Una chiesa nascosta e misteriosa per i delitti del Guardiano dei sigilli
Ci sono luoghi, nel centro di Firenze, che sfuggono ai turisti frettolosi presi dall’angoscia di non fare in tempo a concludere il loro tour de force imposto dai tour operators o dalle guide. Capita così, ad esempio, che ben poche persone fra la ressa infernale di Por Santa Maria ormai in vista di Ponte Vecchio senta il bisogno di gettare lo sguardo verso una piazzetta raccolta oltre la quale si intravede la facciata in pietra di una chiesa che incombe carica di secoli e di storia.
Ma già la parte inferiore di quella facciata, la più antica, come indica il colore verde e bianco dei marmi del portale, rimanda ad altri edifici del romanico fiorentino ben più celebri e frequentati. L’aspetto attuale della chiesa di Santo Stefano al Ponte Vecchio è il risultato di molteplici interventi che si sono susseguiti nel corso dei secoli. La leggenda la vuole già esistente ai tempi di Carlo Magno. Di sicuro è documentata nel 1116 e, da quel che si racconta fu proprio all’interno di questo edificio che si riunirono gli avversari di Buondelmonte de’ Buondelmonti nel 1215 per decidere come vendicarsi del torto subito. Il Buondelmonte, ricordiamolo, si era fidanzato con una donna di casa Amidei, per sanare una zuffa di pochi mesi prima. Quando Buondelmonte ruppe il fidanzamento perché si era nel frattempo innamorato di una donna di casa Donati, il mancato matrimonio fu visto come una terribile offesa per gli Amidei, i quali giurarono, per l’appunto, di vendicarsi. Buondelmonte fu sprezzantemente ucciso il giorno del suo matrimonio nei pressi della chiesa di Santo Stefano e questo fatto di sangue, nella narrazione del Villani, doveva condurre addirittura all’insorgere della tragica divisione fra guelfi e ghibellini che tanti lutti doveva portare alla città.
Semplice fantasia quella di Giovanni Villani, probabilmente. Ma pare che proprio lì nei pressi sorgesse una statua raffigurante forse il dio Marte e che sarebbe stata la causa delle violenze che da sempre insanguinavano e insanguinano la città, almeno fino a quando una provvidenziale alluvione, nel 1333, non se la portò via. Fino a giungere alle distruzioni operate dai tedeschi nel 1944 e alla tragica morte del parroco in seguito alle esplosioni.

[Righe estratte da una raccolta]
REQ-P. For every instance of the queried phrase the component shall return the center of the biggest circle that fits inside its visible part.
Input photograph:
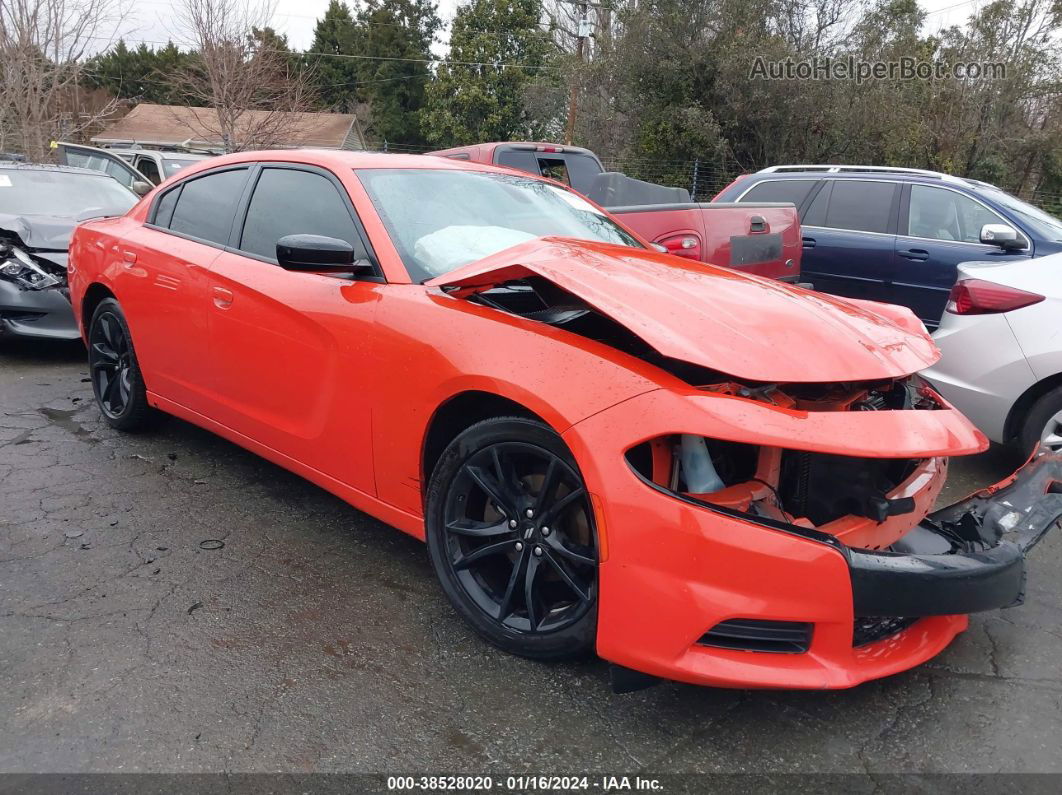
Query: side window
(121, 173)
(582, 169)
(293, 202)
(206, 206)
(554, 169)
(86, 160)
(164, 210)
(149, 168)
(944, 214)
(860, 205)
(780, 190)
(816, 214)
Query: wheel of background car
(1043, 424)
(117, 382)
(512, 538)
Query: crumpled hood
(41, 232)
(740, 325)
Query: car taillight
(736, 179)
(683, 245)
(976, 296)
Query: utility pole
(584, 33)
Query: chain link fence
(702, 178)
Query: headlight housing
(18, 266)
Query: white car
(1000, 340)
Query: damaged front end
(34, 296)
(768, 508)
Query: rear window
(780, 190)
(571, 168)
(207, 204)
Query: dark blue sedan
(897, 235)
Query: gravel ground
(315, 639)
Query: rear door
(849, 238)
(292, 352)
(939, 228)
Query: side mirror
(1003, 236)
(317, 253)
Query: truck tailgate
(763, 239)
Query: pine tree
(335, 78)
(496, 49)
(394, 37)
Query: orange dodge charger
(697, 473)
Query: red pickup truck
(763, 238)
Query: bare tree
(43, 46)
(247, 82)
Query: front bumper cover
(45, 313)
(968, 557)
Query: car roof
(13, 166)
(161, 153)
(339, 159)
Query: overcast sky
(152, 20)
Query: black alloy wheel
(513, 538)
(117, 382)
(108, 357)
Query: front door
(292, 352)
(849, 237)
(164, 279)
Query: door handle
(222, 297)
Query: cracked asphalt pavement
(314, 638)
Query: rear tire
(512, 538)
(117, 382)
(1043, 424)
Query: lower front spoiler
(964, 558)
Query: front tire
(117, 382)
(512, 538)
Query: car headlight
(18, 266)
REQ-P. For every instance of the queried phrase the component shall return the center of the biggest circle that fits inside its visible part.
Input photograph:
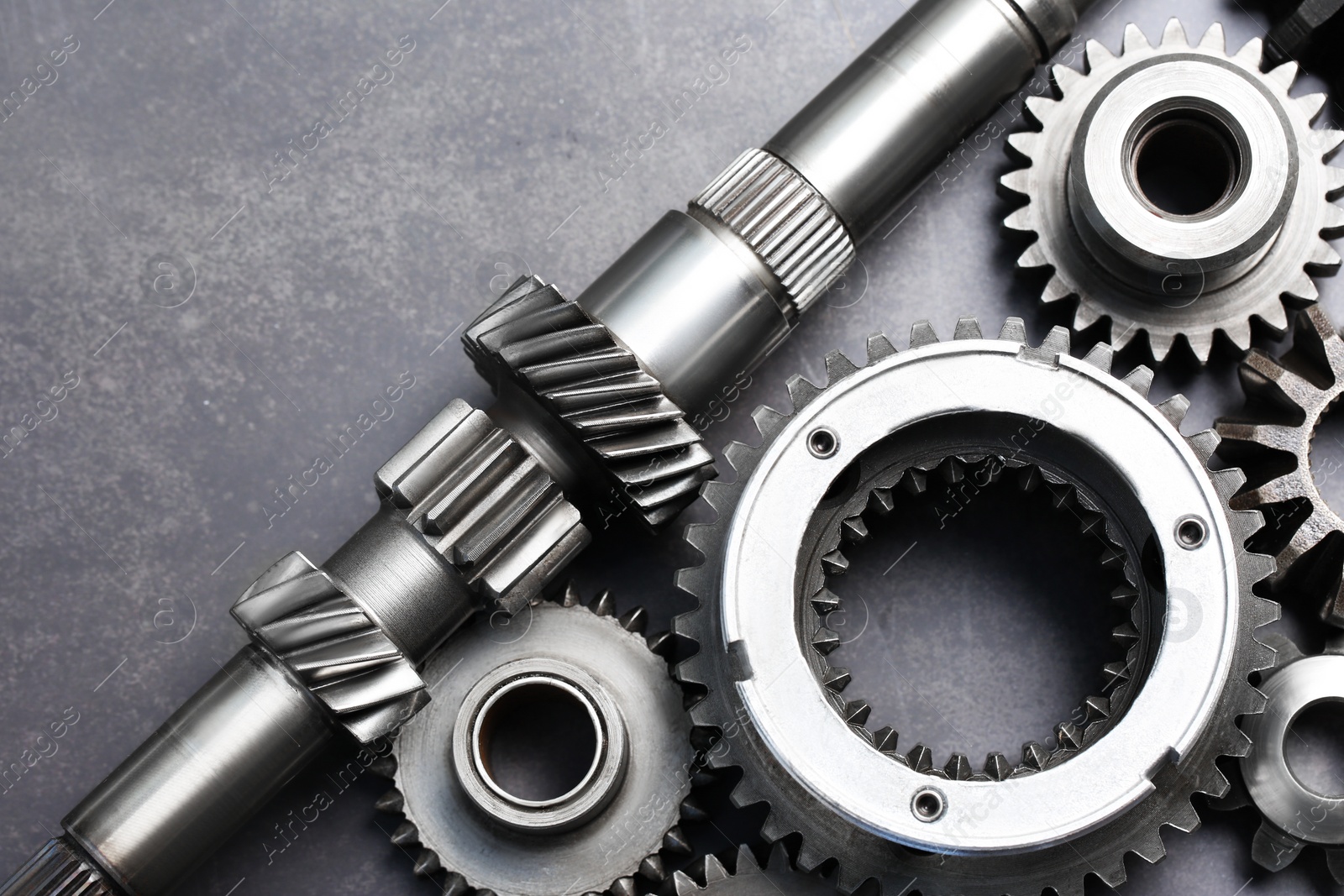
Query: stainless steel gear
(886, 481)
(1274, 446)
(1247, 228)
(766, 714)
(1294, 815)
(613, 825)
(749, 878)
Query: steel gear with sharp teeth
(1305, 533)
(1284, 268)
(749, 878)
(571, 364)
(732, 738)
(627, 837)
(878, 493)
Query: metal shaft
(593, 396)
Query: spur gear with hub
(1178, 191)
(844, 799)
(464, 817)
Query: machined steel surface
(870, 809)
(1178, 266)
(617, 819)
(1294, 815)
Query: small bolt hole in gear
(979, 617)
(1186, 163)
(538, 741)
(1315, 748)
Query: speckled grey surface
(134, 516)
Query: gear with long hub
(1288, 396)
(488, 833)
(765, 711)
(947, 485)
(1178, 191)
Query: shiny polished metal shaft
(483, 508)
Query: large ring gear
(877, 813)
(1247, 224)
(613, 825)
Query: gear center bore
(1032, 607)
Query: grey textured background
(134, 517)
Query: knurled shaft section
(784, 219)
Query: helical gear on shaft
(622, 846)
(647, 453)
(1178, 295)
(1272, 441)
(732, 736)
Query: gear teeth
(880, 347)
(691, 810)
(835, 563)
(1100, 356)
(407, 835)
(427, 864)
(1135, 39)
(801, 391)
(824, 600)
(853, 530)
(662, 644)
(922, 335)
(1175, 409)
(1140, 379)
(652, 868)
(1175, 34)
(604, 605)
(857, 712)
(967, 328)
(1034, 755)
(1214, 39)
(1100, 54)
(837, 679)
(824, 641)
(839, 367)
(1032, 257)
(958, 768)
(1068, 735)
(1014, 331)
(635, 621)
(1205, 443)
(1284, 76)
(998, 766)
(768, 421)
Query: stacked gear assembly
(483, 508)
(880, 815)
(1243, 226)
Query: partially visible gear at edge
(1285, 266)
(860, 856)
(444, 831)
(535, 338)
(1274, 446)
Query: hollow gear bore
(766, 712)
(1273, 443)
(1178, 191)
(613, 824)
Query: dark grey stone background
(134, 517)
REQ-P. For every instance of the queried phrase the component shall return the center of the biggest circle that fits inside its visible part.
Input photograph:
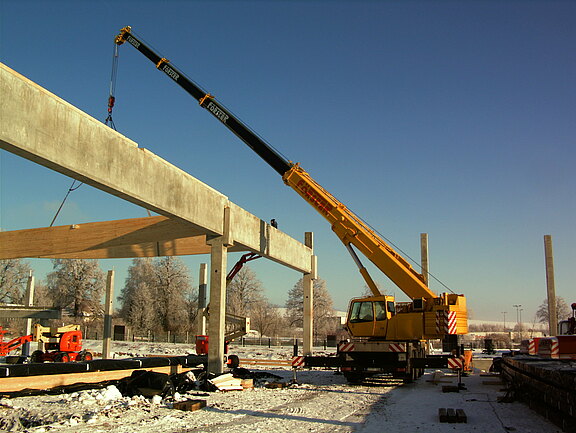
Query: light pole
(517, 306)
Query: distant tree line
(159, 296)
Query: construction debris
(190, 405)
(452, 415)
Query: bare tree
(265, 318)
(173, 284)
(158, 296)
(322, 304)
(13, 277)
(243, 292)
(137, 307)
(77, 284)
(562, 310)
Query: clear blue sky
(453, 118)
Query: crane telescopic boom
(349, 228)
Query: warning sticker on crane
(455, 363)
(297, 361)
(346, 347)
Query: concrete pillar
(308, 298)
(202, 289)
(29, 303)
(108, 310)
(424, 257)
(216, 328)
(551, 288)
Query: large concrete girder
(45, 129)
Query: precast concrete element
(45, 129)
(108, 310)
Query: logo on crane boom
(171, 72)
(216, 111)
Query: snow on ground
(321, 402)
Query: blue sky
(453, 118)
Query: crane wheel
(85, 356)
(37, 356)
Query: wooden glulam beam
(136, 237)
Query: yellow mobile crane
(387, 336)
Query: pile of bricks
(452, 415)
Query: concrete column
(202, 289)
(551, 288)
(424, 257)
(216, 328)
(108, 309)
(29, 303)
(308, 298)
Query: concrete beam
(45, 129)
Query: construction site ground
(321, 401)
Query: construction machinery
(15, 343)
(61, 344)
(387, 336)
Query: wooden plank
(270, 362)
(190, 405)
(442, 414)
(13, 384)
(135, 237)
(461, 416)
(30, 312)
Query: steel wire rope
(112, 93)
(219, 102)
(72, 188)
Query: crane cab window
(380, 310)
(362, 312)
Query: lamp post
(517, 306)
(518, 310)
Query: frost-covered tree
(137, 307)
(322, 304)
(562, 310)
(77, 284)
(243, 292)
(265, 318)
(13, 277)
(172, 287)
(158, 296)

# [Compito 1]
Riscrivi in forma di elenco il paragrafo del testo sulla chiesa di Santo Stefano al Ponte Vecchio che comincia con «Semplice fantasia quella di Giovanni Villani», conservandone i fatti principali.
# [Compito 2]
Ripeti fedelmente la parte del testo sulla chiesa di Santo Stefano al Ponte Vecchio che si apre con le parole contenenti "Semplice fantasia quella" e si chiude con "seguito alle esplosioni.".
# [Compito 3]
Scrivi il seguito del testo sulla chiesa di Santo Stefano al Ponte Vecchio, cominciando subito dopo la sua ultima frase.

# [Risposta scritta 1]
- Il racconto di Giovanni Villani è probabilmente semplice fantasia.
- Nei pressi della chiesa sarebbe sorta una statua, forse raffigurante il dio Marte, ritenuta la causa delle violenze che insanguinavano e insanguinano la città.
- Un'alluvione nel 1333 portò via la statua.
- Nel 1944 i tedeschi operarono distruzioni, e il parroco morì tragicamente in seguito alle esplosioni.

# [Risposta scritta 2]
Semplice fantasia quella di Giovanni Villani, probabilmente. Ma pare che proprio lì nei pressi sorgesse una statua raffigurante forse il dio Marte e che sarebbe stata la causa delle violenze che da sempre insanguinavano e insanguinano la città, almeno fino a quando una provvidenziale alluvione, nel 1333, non se la portò via. Fino a giungere alle distruzioni operate dai tedeschi nel 1944 e alla tragica morte del parroco in seguito alle esplosioni.

# [Risposta scritta 3]
Leggende, storie di delitti, misteri che queste mura costudiscono da secoli. E che costituiscono lo sfondo ideale del mio ultimo thriller, Il guardiano dei sigilli. Basta entrare e si rimane colpiti, disorientati dalla grande, addirittura ridondante scenografia del fondale di pietra grigia, la parte del presbiterio cui si giunge salendo la scalinata del Buontalenti i cui gradini ricordano due conchiglie o, meglio, le ali di un sinistro pipistrello.
Come tutte le scelte, però, ogni scelta di ambientazione per un libro non è dovuta al caso. Perché quella chiesa ho avuto occasione di conoscerla in ogni più ultimo dettaglio, essendone stato, da studente universitario, per un anno il custode, con l’ultimo parroco, prima che la chiesa di Santo Stefano al Ponte Vecchio, dopo una storia millenaria venisse sconsacrata.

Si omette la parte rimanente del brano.